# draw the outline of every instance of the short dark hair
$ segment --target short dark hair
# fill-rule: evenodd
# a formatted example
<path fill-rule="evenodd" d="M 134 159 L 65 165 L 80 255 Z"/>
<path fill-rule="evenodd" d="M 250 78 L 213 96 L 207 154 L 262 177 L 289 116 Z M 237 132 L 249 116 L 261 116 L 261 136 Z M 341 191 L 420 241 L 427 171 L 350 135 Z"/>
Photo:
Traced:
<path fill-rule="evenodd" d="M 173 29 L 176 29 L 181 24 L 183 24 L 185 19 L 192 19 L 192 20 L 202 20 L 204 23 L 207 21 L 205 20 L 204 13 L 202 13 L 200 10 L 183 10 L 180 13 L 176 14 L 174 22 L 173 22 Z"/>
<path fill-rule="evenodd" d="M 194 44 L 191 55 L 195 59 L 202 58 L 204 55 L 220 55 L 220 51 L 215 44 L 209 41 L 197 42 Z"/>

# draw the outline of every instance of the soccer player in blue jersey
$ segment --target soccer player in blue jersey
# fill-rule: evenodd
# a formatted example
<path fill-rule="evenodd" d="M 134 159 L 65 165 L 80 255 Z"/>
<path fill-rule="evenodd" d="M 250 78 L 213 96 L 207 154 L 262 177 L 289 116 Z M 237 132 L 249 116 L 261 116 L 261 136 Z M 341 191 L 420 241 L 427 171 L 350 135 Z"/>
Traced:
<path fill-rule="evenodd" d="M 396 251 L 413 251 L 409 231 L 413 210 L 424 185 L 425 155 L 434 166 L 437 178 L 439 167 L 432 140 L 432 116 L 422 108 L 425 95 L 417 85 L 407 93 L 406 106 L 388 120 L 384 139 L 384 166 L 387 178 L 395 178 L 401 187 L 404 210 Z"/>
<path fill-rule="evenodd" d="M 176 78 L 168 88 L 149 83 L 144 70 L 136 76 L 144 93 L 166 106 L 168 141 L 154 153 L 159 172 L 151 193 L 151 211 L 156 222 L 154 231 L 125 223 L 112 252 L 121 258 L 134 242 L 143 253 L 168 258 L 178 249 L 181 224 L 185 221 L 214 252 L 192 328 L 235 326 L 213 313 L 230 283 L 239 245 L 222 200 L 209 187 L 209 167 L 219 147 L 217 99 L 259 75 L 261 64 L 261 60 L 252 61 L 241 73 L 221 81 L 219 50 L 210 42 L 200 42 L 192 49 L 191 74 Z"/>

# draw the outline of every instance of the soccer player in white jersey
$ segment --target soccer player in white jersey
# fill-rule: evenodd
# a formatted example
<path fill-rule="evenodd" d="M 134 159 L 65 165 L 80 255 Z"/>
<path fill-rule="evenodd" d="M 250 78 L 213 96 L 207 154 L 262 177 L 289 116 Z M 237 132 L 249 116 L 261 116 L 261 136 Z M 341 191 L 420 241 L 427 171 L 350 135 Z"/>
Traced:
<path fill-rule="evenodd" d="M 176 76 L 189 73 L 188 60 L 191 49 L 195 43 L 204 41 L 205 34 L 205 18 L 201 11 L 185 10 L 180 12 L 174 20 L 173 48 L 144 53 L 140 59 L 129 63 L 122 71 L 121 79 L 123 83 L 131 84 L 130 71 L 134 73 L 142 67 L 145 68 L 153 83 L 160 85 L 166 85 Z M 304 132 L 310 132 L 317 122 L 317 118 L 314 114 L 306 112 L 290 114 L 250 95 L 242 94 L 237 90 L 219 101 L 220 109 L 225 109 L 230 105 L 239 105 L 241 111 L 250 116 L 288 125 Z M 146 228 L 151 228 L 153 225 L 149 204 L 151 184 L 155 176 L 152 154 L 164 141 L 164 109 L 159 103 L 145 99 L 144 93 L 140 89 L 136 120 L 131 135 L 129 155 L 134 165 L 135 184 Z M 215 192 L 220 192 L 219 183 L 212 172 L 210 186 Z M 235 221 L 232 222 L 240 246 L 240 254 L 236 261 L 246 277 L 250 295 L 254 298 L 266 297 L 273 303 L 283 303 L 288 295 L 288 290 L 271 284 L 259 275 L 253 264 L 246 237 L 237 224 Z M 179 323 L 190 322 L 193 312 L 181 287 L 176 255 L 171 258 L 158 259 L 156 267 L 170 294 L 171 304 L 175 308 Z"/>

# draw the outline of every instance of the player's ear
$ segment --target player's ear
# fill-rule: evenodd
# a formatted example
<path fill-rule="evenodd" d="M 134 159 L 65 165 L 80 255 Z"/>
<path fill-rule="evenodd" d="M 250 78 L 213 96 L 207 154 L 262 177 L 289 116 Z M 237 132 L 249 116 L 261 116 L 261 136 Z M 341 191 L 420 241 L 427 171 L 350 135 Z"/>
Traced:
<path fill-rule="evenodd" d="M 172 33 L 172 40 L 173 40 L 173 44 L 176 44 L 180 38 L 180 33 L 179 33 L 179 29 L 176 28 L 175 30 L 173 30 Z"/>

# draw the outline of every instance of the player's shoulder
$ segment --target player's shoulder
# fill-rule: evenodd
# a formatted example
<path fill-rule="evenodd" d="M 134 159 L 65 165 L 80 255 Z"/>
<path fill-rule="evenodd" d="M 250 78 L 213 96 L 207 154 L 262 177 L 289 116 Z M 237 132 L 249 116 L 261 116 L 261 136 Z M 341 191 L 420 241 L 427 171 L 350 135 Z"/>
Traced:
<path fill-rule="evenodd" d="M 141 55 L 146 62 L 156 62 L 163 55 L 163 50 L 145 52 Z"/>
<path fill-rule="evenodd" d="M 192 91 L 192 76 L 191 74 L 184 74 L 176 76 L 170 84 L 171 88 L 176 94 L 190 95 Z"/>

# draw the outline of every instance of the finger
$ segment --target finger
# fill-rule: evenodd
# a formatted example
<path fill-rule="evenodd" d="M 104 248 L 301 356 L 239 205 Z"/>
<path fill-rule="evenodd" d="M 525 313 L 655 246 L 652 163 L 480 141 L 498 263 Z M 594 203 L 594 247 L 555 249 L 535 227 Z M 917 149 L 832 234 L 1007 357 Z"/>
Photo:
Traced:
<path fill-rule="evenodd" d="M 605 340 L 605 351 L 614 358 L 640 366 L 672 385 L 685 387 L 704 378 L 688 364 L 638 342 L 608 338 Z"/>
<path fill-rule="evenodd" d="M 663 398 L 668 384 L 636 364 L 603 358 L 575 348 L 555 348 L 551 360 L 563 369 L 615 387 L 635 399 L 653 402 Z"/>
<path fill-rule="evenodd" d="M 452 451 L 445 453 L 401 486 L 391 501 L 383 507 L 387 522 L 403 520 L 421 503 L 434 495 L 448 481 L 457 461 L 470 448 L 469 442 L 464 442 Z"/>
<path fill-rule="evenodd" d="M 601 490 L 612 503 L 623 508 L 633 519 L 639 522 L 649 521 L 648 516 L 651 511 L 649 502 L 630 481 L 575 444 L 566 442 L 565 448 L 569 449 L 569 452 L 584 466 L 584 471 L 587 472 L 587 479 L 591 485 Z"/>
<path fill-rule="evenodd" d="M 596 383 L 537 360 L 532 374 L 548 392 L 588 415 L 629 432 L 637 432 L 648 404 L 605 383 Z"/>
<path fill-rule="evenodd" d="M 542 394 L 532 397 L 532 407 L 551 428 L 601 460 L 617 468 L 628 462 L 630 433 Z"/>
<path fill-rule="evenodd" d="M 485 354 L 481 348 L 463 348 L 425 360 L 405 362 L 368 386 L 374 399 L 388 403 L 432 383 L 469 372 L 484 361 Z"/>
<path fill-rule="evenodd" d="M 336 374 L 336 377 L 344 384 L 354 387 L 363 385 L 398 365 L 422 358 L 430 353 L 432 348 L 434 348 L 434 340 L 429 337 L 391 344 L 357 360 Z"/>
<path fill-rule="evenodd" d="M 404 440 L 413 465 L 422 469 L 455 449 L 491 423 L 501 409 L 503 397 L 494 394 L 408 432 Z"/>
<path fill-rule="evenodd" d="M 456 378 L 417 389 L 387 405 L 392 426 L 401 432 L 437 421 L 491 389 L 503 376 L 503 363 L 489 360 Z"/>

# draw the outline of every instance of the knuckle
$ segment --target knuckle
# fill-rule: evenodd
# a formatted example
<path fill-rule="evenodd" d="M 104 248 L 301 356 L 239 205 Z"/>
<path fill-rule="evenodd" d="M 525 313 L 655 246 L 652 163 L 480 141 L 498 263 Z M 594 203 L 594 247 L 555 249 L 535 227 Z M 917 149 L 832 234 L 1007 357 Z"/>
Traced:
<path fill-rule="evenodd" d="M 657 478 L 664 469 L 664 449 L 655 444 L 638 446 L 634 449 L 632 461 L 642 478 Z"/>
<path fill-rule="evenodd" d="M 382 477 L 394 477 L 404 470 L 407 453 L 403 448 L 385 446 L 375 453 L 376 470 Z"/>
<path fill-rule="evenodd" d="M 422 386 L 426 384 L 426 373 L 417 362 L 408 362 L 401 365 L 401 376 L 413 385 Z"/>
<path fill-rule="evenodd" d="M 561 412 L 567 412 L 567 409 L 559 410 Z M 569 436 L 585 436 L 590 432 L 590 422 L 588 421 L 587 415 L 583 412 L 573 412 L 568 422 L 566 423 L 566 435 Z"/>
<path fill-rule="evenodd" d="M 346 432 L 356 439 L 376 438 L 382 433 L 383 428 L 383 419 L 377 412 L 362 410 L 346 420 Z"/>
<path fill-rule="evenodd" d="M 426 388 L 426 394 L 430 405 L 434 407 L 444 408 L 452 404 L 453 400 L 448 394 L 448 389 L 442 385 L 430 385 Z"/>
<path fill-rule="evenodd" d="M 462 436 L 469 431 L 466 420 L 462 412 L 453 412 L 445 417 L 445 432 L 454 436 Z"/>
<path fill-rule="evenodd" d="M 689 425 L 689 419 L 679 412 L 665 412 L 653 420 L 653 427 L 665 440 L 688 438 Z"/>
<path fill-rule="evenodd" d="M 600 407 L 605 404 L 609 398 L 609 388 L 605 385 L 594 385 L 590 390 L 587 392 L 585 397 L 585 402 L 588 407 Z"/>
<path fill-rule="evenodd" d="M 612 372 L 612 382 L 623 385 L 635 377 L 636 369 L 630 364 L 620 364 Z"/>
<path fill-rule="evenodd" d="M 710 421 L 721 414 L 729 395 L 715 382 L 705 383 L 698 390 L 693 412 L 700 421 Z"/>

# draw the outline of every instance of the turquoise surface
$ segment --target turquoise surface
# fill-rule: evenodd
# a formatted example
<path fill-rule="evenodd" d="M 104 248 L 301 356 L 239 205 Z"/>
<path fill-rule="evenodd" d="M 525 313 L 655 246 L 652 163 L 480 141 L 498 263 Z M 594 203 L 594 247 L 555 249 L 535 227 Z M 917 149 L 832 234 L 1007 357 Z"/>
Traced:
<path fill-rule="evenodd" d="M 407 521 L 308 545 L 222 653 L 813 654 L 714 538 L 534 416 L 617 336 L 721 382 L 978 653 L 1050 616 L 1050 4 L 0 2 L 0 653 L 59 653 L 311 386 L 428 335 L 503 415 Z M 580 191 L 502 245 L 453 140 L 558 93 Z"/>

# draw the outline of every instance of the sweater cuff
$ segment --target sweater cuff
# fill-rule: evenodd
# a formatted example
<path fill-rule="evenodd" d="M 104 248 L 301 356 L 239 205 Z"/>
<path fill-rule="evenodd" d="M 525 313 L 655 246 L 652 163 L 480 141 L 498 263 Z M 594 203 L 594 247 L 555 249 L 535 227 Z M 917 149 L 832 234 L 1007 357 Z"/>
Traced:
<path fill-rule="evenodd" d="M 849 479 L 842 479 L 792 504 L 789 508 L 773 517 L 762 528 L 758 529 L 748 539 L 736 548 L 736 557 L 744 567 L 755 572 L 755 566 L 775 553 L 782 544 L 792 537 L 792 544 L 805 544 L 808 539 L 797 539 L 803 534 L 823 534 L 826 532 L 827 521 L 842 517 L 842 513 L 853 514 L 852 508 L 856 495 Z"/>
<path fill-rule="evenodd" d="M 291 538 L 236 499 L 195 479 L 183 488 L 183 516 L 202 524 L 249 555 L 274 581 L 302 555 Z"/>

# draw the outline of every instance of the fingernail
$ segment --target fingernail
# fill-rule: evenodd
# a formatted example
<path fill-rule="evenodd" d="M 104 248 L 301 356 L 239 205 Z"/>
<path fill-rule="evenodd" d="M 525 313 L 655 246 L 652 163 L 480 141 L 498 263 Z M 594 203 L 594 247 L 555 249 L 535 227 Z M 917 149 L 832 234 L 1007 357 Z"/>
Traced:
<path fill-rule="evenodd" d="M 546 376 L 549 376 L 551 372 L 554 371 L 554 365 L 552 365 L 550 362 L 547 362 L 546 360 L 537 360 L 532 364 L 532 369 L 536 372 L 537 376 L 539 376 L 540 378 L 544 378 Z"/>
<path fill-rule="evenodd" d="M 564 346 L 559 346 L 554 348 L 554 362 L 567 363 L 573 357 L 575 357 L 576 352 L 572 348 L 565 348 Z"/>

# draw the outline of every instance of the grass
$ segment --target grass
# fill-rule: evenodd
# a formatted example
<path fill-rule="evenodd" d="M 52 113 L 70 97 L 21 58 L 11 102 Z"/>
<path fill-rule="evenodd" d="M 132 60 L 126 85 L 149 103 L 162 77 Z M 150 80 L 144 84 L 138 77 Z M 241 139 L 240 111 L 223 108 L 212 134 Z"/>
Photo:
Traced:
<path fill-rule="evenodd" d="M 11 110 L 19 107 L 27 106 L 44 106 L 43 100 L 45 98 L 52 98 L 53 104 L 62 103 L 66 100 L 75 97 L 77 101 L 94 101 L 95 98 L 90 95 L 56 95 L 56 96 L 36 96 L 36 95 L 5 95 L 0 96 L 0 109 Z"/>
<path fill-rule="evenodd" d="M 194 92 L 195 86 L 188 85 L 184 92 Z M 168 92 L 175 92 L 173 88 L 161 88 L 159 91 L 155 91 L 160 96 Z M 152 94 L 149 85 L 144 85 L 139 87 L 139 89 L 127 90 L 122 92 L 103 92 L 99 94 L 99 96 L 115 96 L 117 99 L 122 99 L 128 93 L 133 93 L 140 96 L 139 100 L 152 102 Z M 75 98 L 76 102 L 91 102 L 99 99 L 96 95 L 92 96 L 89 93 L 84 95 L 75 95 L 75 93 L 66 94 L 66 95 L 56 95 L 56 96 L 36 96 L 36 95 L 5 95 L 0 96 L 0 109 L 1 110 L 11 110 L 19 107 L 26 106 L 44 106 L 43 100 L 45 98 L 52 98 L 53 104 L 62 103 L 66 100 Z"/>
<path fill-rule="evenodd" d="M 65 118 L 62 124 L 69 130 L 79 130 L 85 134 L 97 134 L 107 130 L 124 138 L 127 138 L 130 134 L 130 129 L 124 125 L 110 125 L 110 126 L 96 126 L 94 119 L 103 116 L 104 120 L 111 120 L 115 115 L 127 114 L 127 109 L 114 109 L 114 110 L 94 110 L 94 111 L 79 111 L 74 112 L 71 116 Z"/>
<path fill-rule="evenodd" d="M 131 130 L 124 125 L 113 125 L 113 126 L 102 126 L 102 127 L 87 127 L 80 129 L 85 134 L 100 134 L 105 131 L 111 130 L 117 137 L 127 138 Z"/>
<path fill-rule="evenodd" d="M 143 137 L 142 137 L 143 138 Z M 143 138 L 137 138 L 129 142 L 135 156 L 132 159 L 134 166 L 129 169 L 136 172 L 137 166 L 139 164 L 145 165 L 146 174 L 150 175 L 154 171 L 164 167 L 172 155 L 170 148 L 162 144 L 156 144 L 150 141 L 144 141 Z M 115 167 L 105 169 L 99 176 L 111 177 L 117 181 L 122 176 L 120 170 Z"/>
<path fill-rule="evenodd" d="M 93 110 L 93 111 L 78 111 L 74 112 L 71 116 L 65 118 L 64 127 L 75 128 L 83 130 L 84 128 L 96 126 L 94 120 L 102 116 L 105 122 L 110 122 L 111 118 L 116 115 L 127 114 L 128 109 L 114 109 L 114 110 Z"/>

^^^^^^^^

→ **Exercise description**
Reproduce the material verbatim from its first line through the line containing "194 44 L 191", including both of those lines.

→ **Task answer**
# draw the outline of every instance of the short dark hair
$ segment --target short dark hair
# fill-rule: evenodd
# a formatted example
<path fill-rule="evenodd" d="M 134 159 L 65 165 L 80 255 Z"/>
<path fill-rule="evenodd" d="M 250 78 L 213 96 L 207 154 L 262 177 L 289 116 Z M 237 132 L 249 116 L 261 116 L 261 136 Z M 341 191 L 420 241 L 427 171 L 350 135 Z"/>
Photo:
Traced:
<path fill-rule="evenodd" d="M 173 29 L 176 29 L 181 24 L 183 24 L 185 19 L 192 19 L 192 20 L 202 20 L 204 23 L 207 21 L 205 20 L 204 13 L 202 13 L 200 10 L 183 10 L 180 13 L 176 14 L 174 22 L 173 22 Z"/>
<path fill-rule="evenodd" d="M 194 44 L 191 55 L 195 59 L 202 58 L 204 55 L 220 55 L 220 51 L 215 44 L 209 41 L 197 42 Z"/>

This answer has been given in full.